*Seçilmiş bölüm*
- - - -

Osmanlının son günlerinde küçük bir Ege kasabasında "Gelin olmak istemiyorum. Öğretmen olmak istiyorum!" diye direnen, ancak savaşlar ve düşman işgali yüzünden öğretmen olamayıp, çaresiz, gelin olmaya boyun eğen Gördesli Feride´nin kızıdır Nihal Yeğinobalı. Bu anılar kitabında neler yok ki. Eski Gördes´te görmeden nişanlandığı adamı tanıyabilmek için hizmetçi rolü oynayan Sıdıka. Şeyhülislam olabilecekken Jön Türk olan Yörük kökenli laik kadı Yeğinobalı Asim Molla. Evli bir Türk genciyle yaşadığı yasak aşk, Türk komşularının yaktığı hazin türküde yaşayan güzel Rum kızı Eleni. Manisa´da, Yunan yangınında Türkleri diri diri yanmaktan kurtaran Fransız rahibeler. Tatar güzeli, ‘kötü kadın´ Hediye. Yoksul göçmen kızı, vakur ve idealist öğretmen Memnune. Yaşayan efsane Manisa Tarzanı. Devrim şehidi Kubilay´ın boğazına dayanan kör bıçak. Mustafa Kemal´in kibarlığı. Çevresine aşk ve şiir dağıtan yoksul ve yakışıklı genç şair. Kan dökmeye ‘evet’, müziğe ve yaşama sevincine ‘hayır´ diyen örümcek kafalı Hafız ve daha niceleri... Otuzlu yılların başında, o yılların bütün coşkusunu, yoğunluğunu, aydınlığını Manisa´da doyasıya yaşayan bir Cumhuriyet Çocuğu’nun, bir romancı kaleminden çıkmış anıları. ...
Nihal Yeğinobalı İstanbul'a geldiğinde 8 yaşındaydı. Orta ve lise öğrenimini Arnavutköy Amerikan Kız Koleji'nde tamamladı. Daha sonra ABD'ye gitti. New York Eyalet Üniversitesi'nde edebiyat öğrenimi gördü. Usta bir çevirmen olarak sayısız klasik ve çağdaş edebiyatçıyı, romanları ve öyküleriyle dilimize kazandırdı. Vincent Ewing adını koyduğu sözde ABDli bir yazarın imzasıyla yazdığı ilk romanını Genç Kızlar adıyla yayımlattı. Bu kitap, çeviri bir kitap kandırmacasıyla yıllarca yeni basımlar yaptı. Hâlâ da basılıp satılmakta. Daha sonra Mazi Kalbimde Bir Yaradır adlı ikinci romanı yayımlandı (1988). Üçüncü romanı olan Sitem de büyük bir ilgiyle karşılandı. Cumhuriyet Çocuğu, yazarın kendi yaşam öyküsüdür.

- - - -

*Yönergeler*
**1.** Bölüme göre şu soruları yanıtlayın:
(a) Gördesli Feride gelin olmak yerine ne olmak istiyordu?
(b) Nihal Yeğinobalı orta ve lise öğrenimini hangi okulda tamamladı?
(c) Yeğinobalı'nın ikinci romanının adı nedir?
**2.** Bölümde "Nihal Yeğinobalı İstanbul'a" sözlerinden "kendi yaşam öyküsüdür." sözlerine kadar her şeyi aynen kopyalayın.
Kayıtlar bu bölümden ayrı bir malzemedir.

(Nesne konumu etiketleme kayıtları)
- - - -

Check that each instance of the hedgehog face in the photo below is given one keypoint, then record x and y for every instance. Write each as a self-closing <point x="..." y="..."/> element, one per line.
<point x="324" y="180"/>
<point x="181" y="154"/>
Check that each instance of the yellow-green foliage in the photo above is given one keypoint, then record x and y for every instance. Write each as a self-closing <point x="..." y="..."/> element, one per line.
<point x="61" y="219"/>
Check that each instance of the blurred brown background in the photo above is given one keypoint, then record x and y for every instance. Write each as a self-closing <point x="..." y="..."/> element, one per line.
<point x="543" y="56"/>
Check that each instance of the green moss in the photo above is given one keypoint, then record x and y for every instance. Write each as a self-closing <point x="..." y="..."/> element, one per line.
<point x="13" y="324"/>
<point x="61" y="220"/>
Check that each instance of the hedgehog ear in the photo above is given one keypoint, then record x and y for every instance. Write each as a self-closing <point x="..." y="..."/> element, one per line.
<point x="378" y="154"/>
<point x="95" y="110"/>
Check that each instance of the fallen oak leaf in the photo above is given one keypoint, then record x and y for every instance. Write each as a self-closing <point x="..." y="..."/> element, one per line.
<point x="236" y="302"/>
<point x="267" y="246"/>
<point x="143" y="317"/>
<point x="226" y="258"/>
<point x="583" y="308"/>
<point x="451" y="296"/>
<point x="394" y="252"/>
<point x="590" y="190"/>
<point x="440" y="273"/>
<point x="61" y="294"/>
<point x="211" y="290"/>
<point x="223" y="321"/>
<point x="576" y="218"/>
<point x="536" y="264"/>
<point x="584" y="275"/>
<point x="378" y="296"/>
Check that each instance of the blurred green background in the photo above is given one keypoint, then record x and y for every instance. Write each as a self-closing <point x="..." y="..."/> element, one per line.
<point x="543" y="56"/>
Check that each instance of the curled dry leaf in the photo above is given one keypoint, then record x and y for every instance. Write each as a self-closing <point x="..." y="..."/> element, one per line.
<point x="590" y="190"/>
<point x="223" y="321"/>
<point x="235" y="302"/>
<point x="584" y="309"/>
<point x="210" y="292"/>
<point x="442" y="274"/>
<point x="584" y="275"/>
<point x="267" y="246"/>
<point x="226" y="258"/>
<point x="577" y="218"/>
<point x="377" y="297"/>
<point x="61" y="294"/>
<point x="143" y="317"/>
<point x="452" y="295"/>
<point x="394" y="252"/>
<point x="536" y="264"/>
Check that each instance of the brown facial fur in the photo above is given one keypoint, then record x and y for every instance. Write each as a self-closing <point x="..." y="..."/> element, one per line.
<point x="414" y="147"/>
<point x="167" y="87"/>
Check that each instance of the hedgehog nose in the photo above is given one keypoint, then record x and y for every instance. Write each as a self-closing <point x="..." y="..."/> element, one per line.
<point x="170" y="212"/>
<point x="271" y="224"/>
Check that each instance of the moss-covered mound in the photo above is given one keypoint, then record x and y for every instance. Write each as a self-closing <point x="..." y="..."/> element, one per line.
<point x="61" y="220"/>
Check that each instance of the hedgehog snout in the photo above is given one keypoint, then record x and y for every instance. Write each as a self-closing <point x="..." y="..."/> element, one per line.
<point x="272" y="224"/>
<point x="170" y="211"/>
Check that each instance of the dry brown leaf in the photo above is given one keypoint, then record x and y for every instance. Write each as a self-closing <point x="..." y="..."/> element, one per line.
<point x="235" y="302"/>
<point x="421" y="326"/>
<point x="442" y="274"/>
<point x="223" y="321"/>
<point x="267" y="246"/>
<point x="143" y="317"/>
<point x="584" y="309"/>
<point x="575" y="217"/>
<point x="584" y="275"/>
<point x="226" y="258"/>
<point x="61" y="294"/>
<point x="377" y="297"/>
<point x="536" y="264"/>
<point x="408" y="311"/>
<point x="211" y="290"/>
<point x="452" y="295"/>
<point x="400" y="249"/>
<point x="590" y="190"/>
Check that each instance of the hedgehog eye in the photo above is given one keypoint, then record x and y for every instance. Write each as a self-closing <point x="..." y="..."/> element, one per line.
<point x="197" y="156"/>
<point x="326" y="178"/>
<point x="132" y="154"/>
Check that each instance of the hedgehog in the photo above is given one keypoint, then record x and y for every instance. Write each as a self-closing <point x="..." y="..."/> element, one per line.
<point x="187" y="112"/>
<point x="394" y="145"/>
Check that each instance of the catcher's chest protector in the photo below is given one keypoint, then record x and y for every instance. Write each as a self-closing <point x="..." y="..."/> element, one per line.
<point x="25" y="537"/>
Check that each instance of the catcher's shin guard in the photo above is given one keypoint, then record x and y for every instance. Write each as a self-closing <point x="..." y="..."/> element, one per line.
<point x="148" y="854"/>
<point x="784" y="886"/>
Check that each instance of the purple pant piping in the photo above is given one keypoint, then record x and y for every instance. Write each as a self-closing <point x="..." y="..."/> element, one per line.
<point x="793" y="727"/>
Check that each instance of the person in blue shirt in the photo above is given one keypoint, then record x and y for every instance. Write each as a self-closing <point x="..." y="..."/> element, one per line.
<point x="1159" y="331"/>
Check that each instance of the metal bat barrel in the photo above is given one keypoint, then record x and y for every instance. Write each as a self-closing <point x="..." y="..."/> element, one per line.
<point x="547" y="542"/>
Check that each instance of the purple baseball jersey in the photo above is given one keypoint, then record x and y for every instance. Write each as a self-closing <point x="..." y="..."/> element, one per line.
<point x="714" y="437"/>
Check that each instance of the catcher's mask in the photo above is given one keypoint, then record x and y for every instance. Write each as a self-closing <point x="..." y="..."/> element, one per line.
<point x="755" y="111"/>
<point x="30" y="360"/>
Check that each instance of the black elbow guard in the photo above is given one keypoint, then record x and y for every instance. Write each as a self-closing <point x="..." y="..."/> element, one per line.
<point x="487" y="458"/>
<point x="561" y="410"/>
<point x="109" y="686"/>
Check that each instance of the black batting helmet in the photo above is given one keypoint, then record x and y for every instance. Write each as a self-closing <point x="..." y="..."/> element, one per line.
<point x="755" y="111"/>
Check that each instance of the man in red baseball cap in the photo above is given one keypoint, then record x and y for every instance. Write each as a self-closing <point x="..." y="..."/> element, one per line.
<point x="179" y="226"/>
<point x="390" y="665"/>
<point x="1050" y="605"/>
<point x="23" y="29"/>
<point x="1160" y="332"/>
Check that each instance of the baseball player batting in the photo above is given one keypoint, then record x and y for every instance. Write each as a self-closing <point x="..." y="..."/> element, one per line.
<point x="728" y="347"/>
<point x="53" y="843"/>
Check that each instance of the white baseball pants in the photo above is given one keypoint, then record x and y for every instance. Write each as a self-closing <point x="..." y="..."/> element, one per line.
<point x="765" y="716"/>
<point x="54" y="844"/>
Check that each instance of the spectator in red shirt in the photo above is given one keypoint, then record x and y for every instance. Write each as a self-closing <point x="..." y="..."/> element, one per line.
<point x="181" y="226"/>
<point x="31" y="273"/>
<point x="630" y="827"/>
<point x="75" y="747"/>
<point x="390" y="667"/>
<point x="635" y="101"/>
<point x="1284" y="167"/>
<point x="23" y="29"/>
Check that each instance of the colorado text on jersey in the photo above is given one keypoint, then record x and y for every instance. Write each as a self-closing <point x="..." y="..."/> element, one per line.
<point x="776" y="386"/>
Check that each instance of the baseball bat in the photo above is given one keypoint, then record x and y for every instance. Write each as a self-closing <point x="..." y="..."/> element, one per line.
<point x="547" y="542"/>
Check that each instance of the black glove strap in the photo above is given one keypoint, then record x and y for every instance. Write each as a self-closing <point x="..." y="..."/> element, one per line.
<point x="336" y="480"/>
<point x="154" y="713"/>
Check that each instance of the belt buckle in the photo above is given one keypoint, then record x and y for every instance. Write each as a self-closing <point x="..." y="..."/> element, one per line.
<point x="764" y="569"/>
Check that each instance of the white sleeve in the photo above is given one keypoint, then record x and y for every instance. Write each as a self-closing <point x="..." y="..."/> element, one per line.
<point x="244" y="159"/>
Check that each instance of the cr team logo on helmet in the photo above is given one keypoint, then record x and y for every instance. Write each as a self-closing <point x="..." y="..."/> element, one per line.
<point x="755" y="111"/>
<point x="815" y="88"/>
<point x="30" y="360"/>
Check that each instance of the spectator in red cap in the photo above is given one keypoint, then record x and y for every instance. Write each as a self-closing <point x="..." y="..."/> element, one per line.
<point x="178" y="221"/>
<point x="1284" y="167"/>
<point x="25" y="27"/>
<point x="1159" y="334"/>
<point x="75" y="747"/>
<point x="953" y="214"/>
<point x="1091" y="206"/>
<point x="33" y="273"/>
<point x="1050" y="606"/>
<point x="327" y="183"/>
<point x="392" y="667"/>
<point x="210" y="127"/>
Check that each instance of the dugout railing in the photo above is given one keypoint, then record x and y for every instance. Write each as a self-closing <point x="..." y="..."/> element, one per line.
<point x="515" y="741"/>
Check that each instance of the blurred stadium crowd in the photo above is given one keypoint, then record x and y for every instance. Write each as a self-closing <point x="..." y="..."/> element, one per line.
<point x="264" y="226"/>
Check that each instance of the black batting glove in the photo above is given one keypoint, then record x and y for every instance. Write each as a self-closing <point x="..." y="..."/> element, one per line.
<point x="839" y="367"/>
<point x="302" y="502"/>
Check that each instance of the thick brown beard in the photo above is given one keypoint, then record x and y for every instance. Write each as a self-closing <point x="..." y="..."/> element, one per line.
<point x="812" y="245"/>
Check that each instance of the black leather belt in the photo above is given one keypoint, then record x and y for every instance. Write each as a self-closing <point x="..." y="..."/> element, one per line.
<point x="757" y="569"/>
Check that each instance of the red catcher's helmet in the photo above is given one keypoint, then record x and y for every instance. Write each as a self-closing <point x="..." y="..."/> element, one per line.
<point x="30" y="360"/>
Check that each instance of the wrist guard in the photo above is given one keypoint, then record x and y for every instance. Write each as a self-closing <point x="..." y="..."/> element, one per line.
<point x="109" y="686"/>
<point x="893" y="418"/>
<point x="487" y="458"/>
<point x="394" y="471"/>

- - - -

*Sıralı yanıtlar*
**1.**
(a) Öğretmen olmak istiyordu.
(b) Arnavutköy Amerikan Kız Koleji'nde.
(c) Mazi Kalbimde Bir Yaradır.

**2.**
Nihal Yeğinobalı İstanbul'a geldiğinde 8 yaşındaydı. Orta ve lise öğrenimini Arnavutköy Amerikan Kız Koleji'nde tamamladı. Daha sonra ABD'ye gitti. New York Eyalet Üniversitesi'nde edebiyat öğrenimi gördü. Usta bir çevirmen olarak sayısız klasik ve çağdaş edebiyatçıyı, romanları ve öyküleriyle dilimize kazandırdı. Vincent Ewing adını koyduğu sözde ABDli bir yazarın imzasıyla yazdığı ilk romanını Genç Kızlar adıyla yayımlattı. Bu kitap, çeviri bir kitap kandırmacasıyla yıllarca yeni basımlar yaptı. Hâlâ da basılıp satılmakta. Daha sonra Mazi Kalbimde Bir Yaradır adlı ikinci romanı yayımlandı (1988). Üçüncü romanı olan Sitem de büyük bir ilgiyle karşılandı. Cumhuriyet Çocuğu, yazarın kendi yaşam öyküsüdür.